_STATED GOAL_:
Answer these questions using the motion-vector filter description:
1. What output should the filter give when the motion vector is correct?
2. How many line segments make up the star pattern?
3. What example method does the description give for combining the current sample's value with the filter output?

The object of the filter is to give a high output if the motion vector that gave rise to the contributing samples is the wrong motion vector for the position of the current sample (401), and to give a low output if the motion vector is correct. If we begin with the assumption that the validity or invalidity of a motion vector extends across the area covered by the star pattern, then a high sample value somewhere in the pattern constitutes evidence that the motion vector is incorrect, and a suitable nonlinear filtering operation would be to take the maximum of the sample values across the pattern. However, it is quite possible that a boundary between two differently moving objects, for example the line shown (410) will cross the area. In this case, if the motion vector that gave rise to the sample is the one describing the motion of the right-hand object, we would expect the samples to the right of the line to have low values and those to the left to have at least some high values. We observe that, if the eight line segments in the star pattern are grouped into pairs of diametrically opposite segments (402 with 403;

404 with 405; 406 with 407; and, 408 with 409) then one segment of each pair will be expected to contain low sample values. The operation of the first inventive filter is therefore to take maximum values in each line segment, and then to take the minimum of the two maxima within each pair. This operation produces four values, all of which we expect to be low if the motion vector is correct. A further

-7operation of the filter is therefore to take the maximum of the four minima. Finally, it is important for spatial accuracy to take account of the current sample. This is done by combining its value with the output of the filter so far defined, for example by taking the mean square value.

Region annotation listing:
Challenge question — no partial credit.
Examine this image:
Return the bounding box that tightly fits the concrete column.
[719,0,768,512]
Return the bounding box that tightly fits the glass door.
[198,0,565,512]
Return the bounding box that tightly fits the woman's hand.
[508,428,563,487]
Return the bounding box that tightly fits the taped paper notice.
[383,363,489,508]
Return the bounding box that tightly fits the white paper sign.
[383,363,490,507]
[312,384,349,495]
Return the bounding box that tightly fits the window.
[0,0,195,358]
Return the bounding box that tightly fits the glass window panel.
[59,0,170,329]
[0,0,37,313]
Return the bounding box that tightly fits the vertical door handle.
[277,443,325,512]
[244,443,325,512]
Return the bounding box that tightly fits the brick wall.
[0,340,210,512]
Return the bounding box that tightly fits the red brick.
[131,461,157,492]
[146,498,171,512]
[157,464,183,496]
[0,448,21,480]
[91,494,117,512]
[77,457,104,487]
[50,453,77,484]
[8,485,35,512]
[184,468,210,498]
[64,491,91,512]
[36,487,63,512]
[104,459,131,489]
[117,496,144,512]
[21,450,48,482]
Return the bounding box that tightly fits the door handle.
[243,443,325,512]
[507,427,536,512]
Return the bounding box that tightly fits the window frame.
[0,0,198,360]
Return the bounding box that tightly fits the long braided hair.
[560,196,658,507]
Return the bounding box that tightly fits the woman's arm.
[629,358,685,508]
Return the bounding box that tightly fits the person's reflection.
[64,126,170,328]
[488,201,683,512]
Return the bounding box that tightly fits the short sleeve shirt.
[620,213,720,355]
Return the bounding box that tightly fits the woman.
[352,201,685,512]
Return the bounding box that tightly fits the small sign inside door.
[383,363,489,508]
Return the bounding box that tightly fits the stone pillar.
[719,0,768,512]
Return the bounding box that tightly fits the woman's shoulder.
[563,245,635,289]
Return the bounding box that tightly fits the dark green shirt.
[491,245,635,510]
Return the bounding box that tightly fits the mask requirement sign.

_RESPONSE_:
1. A low output.
2. Eight.
3. Taking the mean square value.